The required output is every entry, printed exactly as written.

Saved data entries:
::::::::::

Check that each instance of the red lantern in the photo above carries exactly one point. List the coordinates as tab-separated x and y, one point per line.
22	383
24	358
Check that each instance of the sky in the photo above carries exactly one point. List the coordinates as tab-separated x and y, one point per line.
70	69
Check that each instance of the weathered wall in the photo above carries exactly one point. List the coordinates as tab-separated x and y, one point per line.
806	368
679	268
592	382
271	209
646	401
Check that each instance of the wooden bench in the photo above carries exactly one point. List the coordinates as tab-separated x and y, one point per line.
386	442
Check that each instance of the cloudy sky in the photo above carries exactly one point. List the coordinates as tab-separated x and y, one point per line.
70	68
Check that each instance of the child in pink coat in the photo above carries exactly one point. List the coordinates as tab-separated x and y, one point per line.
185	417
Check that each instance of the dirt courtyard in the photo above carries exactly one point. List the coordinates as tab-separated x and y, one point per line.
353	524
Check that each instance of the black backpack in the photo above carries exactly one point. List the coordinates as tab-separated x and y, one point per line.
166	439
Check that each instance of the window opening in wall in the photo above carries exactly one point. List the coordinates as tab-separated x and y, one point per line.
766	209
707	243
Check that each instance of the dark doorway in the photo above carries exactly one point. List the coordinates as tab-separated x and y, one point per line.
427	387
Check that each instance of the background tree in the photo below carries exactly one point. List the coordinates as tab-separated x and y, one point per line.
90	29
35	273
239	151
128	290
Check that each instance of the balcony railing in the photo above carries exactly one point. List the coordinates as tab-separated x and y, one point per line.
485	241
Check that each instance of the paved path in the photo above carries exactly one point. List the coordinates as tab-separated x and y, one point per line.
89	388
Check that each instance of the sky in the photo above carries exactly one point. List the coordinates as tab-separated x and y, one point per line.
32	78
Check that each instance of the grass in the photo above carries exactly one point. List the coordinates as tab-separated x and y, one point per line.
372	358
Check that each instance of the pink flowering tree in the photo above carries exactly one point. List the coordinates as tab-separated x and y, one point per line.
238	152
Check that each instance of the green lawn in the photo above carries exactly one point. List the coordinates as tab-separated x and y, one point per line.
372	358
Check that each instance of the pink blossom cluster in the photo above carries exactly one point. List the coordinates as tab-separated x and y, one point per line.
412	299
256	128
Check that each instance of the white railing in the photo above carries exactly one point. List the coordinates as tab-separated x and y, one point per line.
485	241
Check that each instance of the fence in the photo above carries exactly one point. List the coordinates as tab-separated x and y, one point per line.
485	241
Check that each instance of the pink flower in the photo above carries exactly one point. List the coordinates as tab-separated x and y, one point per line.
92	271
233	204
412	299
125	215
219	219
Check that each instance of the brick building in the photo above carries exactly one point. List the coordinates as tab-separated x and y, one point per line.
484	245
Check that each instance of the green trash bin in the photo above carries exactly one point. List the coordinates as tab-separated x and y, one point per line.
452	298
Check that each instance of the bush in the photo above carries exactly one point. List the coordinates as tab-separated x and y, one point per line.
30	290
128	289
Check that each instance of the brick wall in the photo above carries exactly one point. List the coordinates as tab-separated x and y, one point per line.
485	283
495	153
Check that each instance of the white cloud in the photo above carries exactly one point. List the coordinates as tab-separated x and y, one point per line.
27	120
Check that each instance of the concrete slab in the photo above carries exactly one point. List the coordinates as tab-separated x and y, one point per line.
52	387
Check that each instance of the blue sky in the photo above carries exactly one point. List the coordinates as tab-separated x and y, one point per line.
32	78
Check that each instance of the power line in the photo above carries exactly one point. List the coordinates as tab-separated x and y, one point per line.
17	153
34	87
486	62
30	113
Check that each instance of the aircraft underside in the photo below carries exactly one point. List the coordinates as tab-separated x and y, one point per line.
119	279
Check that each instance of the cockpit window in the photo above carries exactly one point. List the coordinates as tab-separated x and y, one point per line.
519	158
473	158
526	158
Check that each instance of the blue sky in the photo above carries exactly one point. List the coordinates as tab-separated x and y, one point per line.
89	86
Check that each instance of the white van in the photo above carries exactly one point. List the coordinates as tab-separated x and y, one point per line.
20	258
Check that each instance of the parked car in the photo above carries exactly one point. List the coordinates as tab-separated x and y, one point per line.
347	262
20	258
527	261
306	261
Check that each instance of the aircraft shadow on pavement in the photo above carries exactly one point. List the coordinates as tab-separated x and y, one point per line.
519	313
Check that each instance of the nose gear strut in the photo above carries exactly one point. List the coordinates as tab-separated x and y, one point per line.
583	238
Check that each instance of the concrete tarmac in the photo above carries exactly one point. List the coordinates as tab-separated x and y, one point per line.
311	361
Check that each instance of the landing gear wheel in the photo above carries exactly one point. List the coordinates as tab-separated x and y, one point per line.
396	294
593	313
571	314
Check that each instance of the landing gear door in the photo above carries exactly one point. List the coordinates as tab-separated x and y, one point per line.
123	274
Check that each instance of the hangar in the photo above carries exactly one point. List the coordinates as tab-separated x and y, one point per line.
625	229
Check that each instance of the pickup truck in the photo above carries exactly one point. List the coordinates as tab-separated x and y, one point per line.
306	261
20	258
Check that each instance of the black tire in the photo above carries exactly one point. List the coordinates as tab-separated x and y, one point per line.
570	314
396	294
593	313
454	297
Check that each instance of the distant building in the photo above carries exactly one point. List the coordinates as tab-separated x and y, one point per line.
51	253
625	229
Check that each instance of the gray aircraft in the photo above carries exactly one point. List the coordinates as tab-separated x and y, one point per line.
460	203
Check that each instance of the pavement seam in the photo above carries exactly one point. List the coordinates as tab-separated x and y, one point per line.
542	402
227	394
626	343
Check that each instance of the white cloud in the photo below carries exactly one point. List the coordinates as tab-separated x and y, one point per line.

::::::::::

> TASK ANSWER
Check that each instance of the red lantern in the photo above carries exactly one point. List the coordinates as tab-separated x and y, one point per line.
22	383
24	358
Check that each instance of the sky in the photo above carries exactly one point. List the coordinates as tab-separated x and y, one point per line.
70	69
Check that each instance of the weathered wall in the photo above carries exactly one point. List the coordinates as tab-separated x and y, one point per line.
806	368
679	268
592	382
271	209
646	401
Check that each instance of the wooden bench in the photo above carries exactly one point. List the coordinates as tab-separated x and y, one point per line.
386	442
Check that each instance of the cloudy sky in the photo above carries exactly one point. List the coordinates as tab-separated x and y, one point per line.
70	68
Check that each instance of the child in pink coat in the photo above carries exactly one point. List the coordinates as tab-separated x and y, one point per line.
185	417
Check that each instance of the dirt courtyard in the photo above carries exactly one point. List the coordinates as tab-separated x and y, one point per line.
353	524
Check that each instance of the black backpack in the photo above carries exactly one point. List the coordinates as tab-separated x and y, one point per line.
166	439
Check that each instance of the window opening in wall in the photo above carries exactly one point. List the coordinates as tab-separated x and y, one point per line.
766	209
707	243
Check that each instance of the dark doorway in the photo above carries exactly one point. List the coordinates as tab-separated x and y, one point per line.
427	387
Check that each instance of the background tree in the photo below carries exactly one point. List the coordinates as tab-separated x and y, one point per line.
90	29
35	273
239	151
128	290
Check that each instance of the balcony railing in the photo above carries exactly one point. List the coordinates as tab-separated x and y, one point per line.
485	241
Check that each instance of the paved path in the photo above carries exactly one point. List the coordinates as tab-separated x and y, one point per line.
89	388
Check that each instance of the sky in the photo above carries exactly one point. List the coordinates as tab-separated x and y, one point per line.
32	78
Check that each instance of the grass in the photo above carries exactly one point. List the coordinates as tab-separated x and y, one point per line.
372	358
Check that each instance of the pink flowering tree in the photo above carries exactly one point. List the coordinates as tab-separated x and y, one point per line.
238	152
Check that each instance of the green lawn in the photo above carries exactly one point. List the coordinates as tab-separated x and y, one point per line.
372	358
Check that each instance of the pink blossom cluster in the photo above carries exactly one point. List the coordinates as tab-separated x and y, one point per line.
412	299
256	128
Check that each instance of the white railing in the photo above carries exactly one point. List the coordinates as tab-separated x and y, one point per line.
485	241
Check that each instance of the fence in the photo above carries exactly one point. List the coordinates as tab-separated x and y, one point per line.
485	241
Check that each instance of the pink flower in the photo above carries exactly one point. List the coordinates as tab-separated x and y, one point per line.
92	271
233	204
412	299
125	215
219	219
Check that each instance of the brick building in the photo above carries exactly one point. List the coordinates as tab-separated x and y, one point per line.
484	245
Check that each instance of the green trash bin in the photo above carries exactly one point. List the coordinates as tab-separated x and y, one point per line.
452	298
Check that each instance of the bush in the photo above carries exactly one point. List the coordinates as tab-separated x and y, one point per line.
30	290
128	289
Check that each instance of the brick wall in the photo above carries exactly one point. List the coordinates as tab-separated x and y, one point per line.
485	283
495	153
Check that each instance of the white cloud in the photo above carries exactly one point. List the coordinates as tab-separated x and y, one point per line.
27	120
Check that each instance of the concrete slab in the photo above carries exactly one point. List the coordinates as tab-separated x and y, one point per line.
52	387
Check that each instance of the blue sky in the photo above carries exactly one point. List the coordinates as tab-separated x and y, one point per line.
32	78
Check that each instance of the power line in the photo above carries exactly one point. List the coordinates as tab-separated x and y, one point per line.
17	153
34	87
486	62
30	113
Check that each instance of the aircraft underside in the photo below carries exactly one point. List the coordinates as tab-separated x and y, one point per line.
119	279
Check that each instance of the cockpit window in the photo above carries exactly one point. List the coordinates as tab-separated x and y, one point per line.
519	158
473	158
526	158
Check that each instance of the blue sky in the photo above carries exactly one point. List the coordinates as tab-separated x and y, one point per line.
89	86
Check that each instance of the white van in the photo above carries exactly one point. List the coordinates as tab-separated x and y, one point per line.
20	258
Check that each instance of the parked car in the photo above carries exactly one point. List the coordinates as tab-separated x and y, one point per line.
347	262
20	258
527	261
306	261
Check that each instance of the aircraft shadow on pavement in the photo above carries exactly one point. List the coordinates as tab-separated x and y, one point per line.
519	313
Check that each instance of the nose gear strut in the photo above carries exactly one point. List the coordinates as tab-separated x and y, one point per line.
583	238
Check that each instance of the concrete tarmac in the photo above carries exactly one point. List the coordinates as tab-separated x and y, one point per line.
311	361
Check that each instance of the landing gear wheel in the photo above carries exactly one point. List the coordinates as tab-separated x and y, one point per line.
396	294
593	313
571	314
Check that each instance of the landing gear door in the photo above carries exactly one point. List the coordinates as tab-separated x and y, one point per line.
123	274
Check that each instance of the hangar in the photo above carries exactly one point. List the coordinates as tab-separated x and y, one point per line.
625	229
Check that each instance of the pickup truck in the photo above carries exactly one point. List the coordinates as tab-separated x and y, one point per line.
306	261
20	258
Check that each instance of the black tire in the photo above carries exactly one point. List the coordinates as tab-separated x and y, one point per line.
570	314
396	294
593	313
454	297
Check that each instance of the distant building in the photo above carries exactly one point. List the coordinates as tab-separated x and y, one point per line.
51	253
625	229
Check that each instance of the gray aircraft in the photo above carries exactly one point. List the coordinates as tab-separated x and y, one point per line.
460	203
Check that each instance of the pavement seam in the photo above carries exactly one point. List the coordinates as tab-separated x and y, one point per line.
542	402
227	394
626	343
Check that each instance of the white cloud in the photo below carries exactly one point. List the coordinates as tab-separated x and y, one point per line.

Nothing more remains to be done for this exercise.